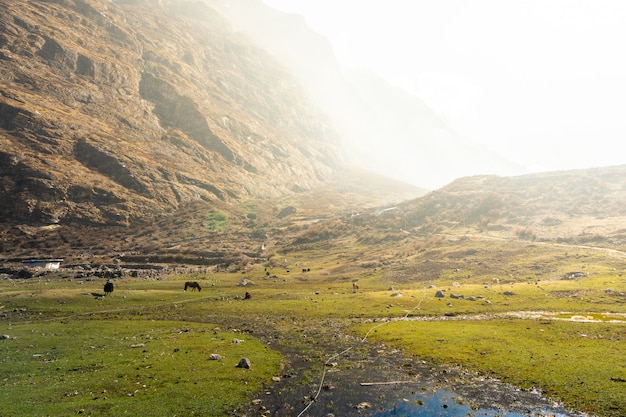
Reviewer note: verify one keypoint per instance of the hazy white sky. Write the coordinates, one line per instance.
(542, 82)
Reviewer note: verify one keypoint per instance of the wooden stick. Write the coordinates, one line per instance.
(368, 384)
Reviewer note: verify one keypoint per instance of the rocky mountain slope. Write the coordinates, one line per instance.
(418, 146)
(113, 111)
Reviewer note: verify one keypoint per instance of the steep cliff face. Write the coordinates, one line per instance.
(112, 111)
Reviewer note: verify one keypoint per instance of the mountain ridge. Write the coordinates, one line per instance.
(150, 103)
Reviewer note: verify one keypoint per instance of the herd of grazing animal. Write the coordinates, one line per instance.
(108, 286)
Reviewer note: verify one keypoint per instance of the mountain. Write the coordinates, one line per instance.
(115, 111)
(383, 127)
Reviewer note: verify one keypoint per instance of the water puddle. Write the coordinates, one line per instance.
(448, 404)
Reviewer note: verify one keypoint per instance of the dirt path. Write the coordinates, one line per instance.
(338, 375)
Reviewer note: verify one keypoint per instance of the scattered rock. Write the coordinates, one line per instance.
(244, 363)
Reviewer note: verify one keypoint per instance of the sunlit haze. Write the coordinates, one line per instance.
(542, 83)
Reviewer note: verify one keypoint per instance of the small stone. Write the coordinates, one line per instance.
(244, 363)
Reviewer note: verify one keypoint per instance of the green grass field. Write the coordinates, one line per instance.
(145, 350)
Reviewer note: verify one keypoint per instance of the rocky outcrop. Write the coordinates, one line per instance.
(136, 108)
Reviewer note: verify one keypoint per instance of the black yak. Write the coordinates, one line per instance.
(193, 285)
(108, 288)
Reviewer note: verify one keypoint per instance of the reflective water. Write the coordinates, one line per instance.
(448, 404)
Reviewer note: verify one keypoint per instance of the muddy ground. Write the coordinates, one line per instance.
(329, 373)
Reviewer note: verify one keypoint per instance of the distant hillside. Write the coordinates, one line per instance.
(112, 112)
(580, 205)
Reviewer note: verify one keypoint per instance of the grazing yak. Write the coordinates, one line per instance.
(108, 288)
(193, 285)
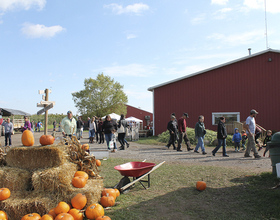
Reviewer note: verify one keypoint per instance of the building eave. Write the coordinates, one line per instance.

__Directions__. Please change every "keypoint" to "point" in all the records above, leaving everything else as it is, and give them back without the pictures.

__Task answer__.
Reviewer note: verify one point per instance of the hazy white sky. Write the coordinates, one line per instance.
(542, 82)
Reviewer note: verify one point per instance of the wooden stick. Write the coordinates, one line per instance.
(368, 384)
Reviewer note: verify one point per instance of the rocky mountain slope. Write the coordinates, one line per instance.
(418, 146)
(113, 111)
Reviewer note: verify one point per instance of the steep cliff face. Write the coordinates, one line per instance.
(112, 111)
Reviewer note: verify one point per instance of the mountain ridge. Write the coordinates, one line per instance.
(150, 103)
Reviewer note: verify one point per instance of the herd of grazing animal. Write the coordinates, one line per instance.
(108, 286)
Reviewer note: verify one point per instance of the mountain. Write the coordinates, one line per instance.
(115, 111)
(383, 127)
Reviewer note: verify one point per instance of the water puddle. Write the coordinates, one line per instance.
(448, 404)
Reviewer note: verify one point per instance of the dirt path. Write the coordinates, one line per instance.
(338, 375)
Reviewer note: verify one point per instance of the scattered rock. Write the coordinates, one line per instance.
(244, 363)
Reviewer note: verify one point per instance of the sunlit haze. Write the coordinates, one line per instance.
(542, 83)
Reviewer note: verify one point per instance of the small stone. Write the coordinates, one line per instance.
(244, 363)
Reviewer note: verify one point per instance of the green grass field. Write the coordinates, one line per instance.
(145, 350)
Reviewer note: verify one point per instance of the rocky outcrop. Write the coordinates, one line per instance.
(136, 108)
Reviewer note: verify one point per instance of the black yak. Write the coordinates, one line per instance.
(193, 285)
(108, 288)
Reviewer note: verify one point per instance of the reflective water. Write the coordinates, one line per instance.
(448, 404)
Reviewer note: verify one point per instance of the muddy ground. Write the coordinates, one line per instance.
(329, 373)
Reviewer note: verify one point per instance of the distant hillside. Write the coordinates, one line per instance.
(112, 112)
(580, 205)
Reviewer note: verify one point per instance of the grazing yak. Write the coordinates, one line per instance.
(108, 288)
(193, 285)
Reviewer note: verify one point per instance of the building eave. Write the coordinates, one line per instance.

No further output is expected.